[Exercise inputs]

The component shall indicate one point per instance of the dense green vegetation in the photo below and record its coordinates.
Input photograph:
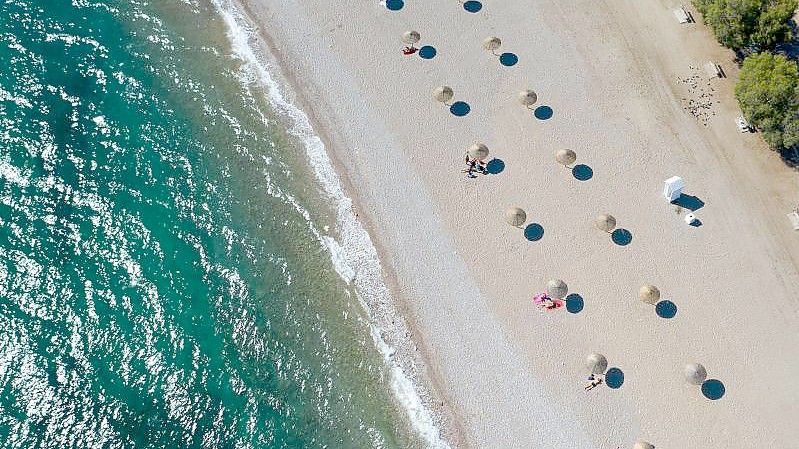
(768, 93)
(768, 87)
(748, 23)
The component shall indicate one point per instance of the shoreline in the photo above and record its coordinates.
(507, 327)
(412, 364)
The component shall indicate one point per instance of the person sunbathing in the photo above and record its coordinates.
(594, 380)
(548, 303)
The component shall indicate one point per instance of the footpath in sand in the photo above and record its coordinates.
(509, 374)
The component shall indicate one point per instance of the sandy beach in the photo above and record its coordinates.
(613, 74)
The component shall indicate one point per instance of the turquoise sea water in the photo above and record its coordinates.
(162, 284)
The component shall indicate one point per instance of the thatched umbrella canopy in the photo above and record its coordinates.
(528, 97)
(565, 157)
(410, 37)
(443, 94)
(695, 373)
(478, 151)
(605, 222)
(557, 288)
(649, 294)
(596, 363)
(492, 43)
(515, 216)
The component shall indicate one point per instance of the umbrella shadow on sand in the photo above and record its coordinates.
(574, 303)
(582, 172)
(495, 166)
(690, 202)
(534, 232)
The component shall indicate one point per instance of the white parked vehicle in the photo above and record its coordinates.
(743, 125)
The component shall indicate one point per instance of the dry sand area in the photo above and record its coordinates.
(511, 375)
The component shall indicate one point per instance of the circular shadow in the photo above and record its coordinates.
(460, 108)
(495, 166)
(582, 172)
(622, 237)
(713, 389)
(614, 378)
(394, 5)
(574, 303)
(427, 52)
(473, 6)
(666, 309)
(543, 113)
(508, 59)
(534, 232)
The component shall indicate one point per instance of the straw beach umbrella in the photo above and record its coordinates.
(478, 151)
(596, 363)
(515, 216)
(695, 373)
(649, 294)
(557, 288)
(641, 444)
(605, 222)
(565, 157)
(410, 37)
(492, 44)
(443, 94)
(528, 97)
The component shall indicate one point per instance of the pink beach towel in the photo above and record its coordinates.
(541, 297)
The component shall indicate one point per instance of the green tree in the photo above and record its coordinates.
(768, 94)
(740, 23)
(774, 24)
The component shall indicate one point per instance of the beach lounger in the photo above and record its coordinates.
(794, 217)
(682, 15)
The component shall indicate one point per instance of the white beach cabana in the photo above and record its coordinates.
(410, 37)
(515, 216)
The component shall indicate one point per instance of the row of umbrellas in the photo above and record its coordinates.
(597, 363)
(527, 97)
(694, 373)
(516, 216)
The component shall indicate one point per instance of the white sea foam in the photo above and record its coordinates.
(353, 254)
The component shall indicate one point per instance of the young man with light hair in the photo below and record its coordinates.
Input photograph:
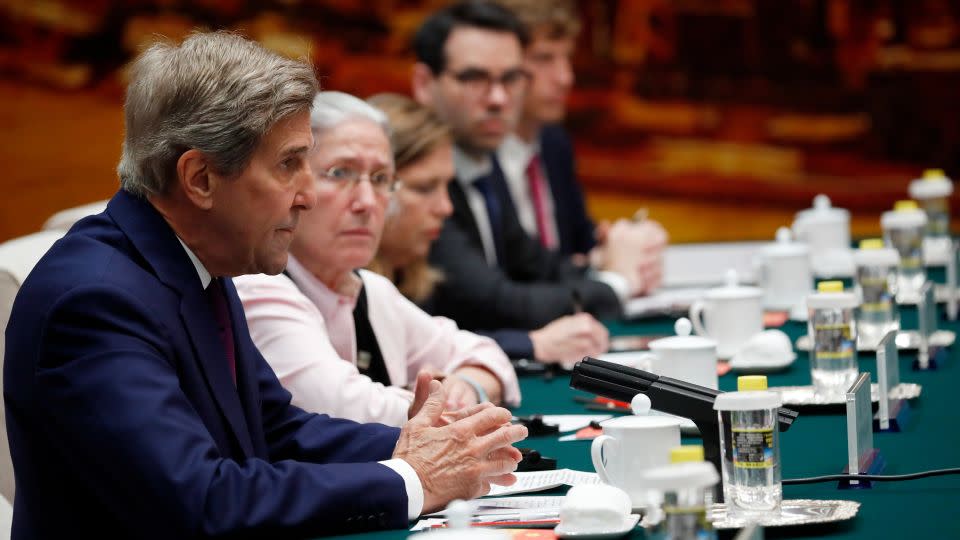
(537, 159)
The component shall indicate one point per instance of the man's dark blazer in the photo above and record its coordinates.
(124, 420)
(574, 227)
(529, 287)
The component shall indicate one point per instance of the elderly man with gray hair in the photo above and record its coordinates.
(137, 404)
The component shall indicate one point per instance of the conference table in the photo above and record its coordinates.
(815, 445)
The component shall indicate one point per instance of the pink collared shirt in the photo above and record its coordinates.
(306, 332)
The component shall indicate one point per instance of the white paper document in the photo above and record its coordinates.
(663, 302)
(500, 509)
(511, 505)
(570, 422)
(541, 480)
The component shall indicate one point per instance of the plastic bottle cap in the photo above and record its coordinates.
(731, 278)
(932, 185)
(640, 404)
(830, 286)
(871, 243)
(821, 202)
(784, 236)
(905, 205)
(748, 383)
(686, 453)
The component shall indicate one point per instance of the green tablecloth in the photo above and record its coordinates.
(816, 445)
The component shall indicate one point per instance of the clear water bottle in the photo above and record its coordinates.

[Task item] How many lines of the listing contain "below"? Say only that number.

[Completed exercise] 2